Collected data:
________________________

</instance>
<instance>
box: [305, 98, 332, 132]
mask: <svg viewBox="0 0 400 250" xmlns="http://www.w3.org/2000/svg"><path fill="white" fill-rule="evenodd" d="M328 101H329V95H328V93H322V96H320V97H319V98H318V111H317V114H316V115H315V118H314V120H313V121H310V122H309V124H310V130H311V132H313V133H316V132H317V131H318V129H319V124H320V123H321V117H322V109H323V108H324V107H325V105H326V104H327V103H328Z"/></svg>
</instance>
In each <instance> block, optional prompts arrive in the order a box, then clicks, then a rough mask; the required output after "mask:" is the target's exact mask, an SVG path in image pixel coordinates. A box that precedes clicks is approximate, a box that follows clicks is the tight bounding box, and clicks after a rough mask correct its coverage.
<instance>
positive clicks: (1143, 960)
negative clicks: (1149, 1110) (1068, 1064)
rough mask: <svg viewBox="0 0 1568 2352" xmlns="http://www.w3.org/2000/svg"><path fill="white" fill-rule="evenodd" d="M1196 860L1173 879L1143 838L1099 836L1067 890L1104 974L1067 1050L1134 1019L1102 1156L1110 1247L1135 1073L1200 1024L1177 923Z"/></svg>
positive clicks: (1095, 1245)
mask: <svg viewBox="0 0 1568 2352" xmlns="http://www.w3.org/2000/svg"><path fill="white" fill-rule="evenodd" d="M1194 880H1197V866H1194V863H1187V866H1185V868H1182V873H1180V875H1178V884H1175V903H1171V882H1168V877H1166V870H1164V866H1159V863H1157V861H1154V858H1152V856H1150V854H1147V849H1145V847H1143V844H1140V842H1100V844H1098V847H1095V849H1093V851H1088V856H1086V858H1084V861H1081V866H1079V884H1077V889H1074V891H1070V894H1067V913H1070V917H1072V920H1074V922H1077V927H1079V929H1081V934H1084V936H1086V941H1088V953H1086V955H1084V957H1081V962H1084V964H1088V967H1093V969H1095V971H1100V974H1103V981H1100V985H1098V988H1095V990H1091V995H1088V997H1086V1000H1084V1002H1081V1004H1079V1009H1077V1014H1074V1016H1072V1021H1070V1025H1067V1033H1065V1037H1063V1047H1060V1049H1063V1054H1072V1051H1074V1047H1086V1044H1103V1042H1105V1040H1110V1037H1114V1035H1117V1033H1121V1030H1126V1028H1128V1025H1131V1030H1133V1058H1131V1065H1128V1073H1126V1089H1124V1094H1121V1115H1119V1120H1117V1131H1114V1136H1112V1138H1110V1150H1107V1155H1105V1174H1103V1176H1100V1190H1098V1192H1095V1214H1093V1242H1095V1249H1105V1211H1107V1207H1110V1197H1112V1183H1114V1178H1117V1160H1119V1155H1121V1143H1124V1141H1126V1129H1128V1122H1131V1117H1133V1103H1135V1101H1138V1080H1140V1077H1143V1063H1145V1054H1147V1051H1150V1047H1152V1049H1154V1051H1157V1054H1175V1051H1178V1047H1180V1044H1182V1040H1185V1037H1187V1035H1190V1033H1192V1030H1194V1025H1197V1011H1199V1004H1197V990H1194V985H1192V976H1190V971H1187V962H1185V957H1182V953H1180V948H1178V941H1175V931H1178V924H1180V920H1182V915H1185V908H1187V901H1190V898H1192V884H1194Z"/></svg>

________________________

__What the exercise asks__: Which lines in the data above contain the word "clicks"? Copy each one in full. Case counts.

__Solution to the problem__:
In each <instance> block, optional prompts arrive in the order a box, then clicks, then a rough mask; the required output after "mask:" is the target's exact mask, an SVG path in image pixel coordinates. A box that precedes clicks is approximate, a box that follows clicks is the tight bounding box, and clicks after a rough mask correct its coverage.
positive clicks: (1143, 960)
negative clicks: (1149, 1110) (1068, 1064)
positive clicks: (1095, 1245)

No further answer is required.